> **WRITTEN TASK**
Retype every one of the rows below word for word, and leave the pictures out of your copy.

> **AVAILABLE DATA**
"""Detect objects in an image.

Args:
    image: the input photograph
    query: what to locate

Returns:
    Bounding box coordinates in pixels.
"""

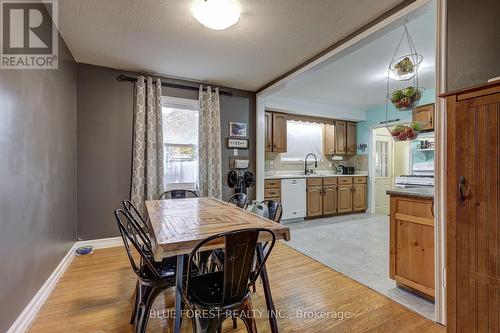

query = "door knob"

> **SOLUTION**
"""Detect objects in an image.

Args:
    image: the input photograph
    query: what to locate

Returns:
    Bounding box coordinates in pixels.
"""


query = "door knob"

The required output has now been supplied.